Texte fourni:
*****
Cannes 2014 - Maps to the Stars, Odyssée Co(s)mique.
Attendu au tournant depuis qu'il a pris un virage un peu trop chichiteux (et parfois même franchement abscons), Cronenberg devrait enfin ravir vieux de la vieille et nouveaux fans avec cette satire hollywoodienne toujours à la recherche de son équilibre co(s)mique.
Entre farce mélancolique, inceste et beauté capiteuse, MTTS renoue avec la veine fascinante qu'il avait perdue depuis Crash.
Évidemment, on imagine sans trop de mal que le regard porté par Cronenberg sur cette industrie, dont il a toujours voulu se tenir éloigné, n'est pas spécifiquement complaisant.
Et en effet, la satire est d'une efficacité jubilatoire (notons au passage la performance au poil de toute la distribution). Penser toutefois qu'il s'agit d'un simple jet un peu évident à la face du grand Hollywood serait manquer complètement le coche.
Car s'il s'agit de renvoyer cette industrie à ses origines incestueuses, il est surtout question pour Cronenberg de s'interroger sur les rapports ambigus qu'il entretient lui-même avec la grande mamelle. La façon dont elle nourrit tout son cinéma.
Comme le laisse présager le titre, le film commence donc avec un voyage. Tout juste débarquée à L.A après un séjour en hôpital psychiatrique, Agatha Weiss, jeune schizophrène stabilisée, cherche à savoir auprès d'un chauffeur de limousine (Robert Pattinson) s'il existe une « carte des stars ». Le début d'un jeu de piste dans la constellation Cronenberg, qui fait se relier tous les éléments entre eux.
*****
Données affichées:
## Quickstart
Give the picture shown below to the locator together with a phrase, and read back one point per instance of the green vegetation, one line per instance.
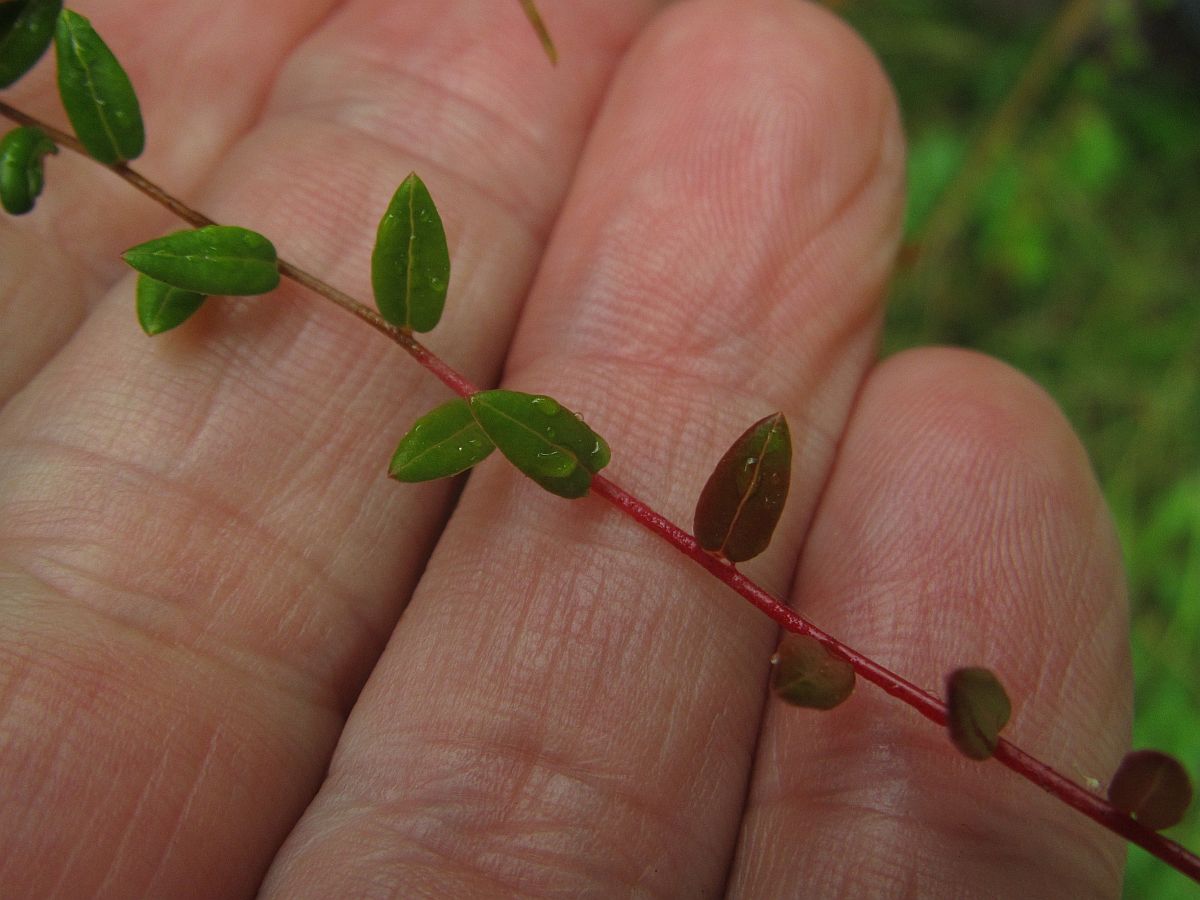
(1053, 222)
*****
Travail demandé:
**1)** Recopiez à l'identique le passage de la critique de Maps to the Stars qui va de « Et en effet, la » jusqu'à « tout son cinéma. » inclus.
**2)** Relevez tous les noms de personnes ou de personnages cités dans la critique de Maps to the Stars.

Réponses par consigne:
**1)**
Et en effet, la satire est d'une efficacité jubilatoire (notons au passage la performance au poil de toute la distribution). Penser toutefois qu'il s'agit d'un simple jet un peu évident à la face du grand Hollywood serait manquer complètement le coche.
Car s'il s'agit de renvoyer cette industrie à ses origines incestueuses, il est surtout question pour Cronenberg de s'interroger sur les rapports ambigus qu'il entretient lui-même avec la grande mamelle. La façon dont elle nourrit tout son cinéma.

**2)**
- Cronenberg
- Agatha Weiss
- Robert Pattinson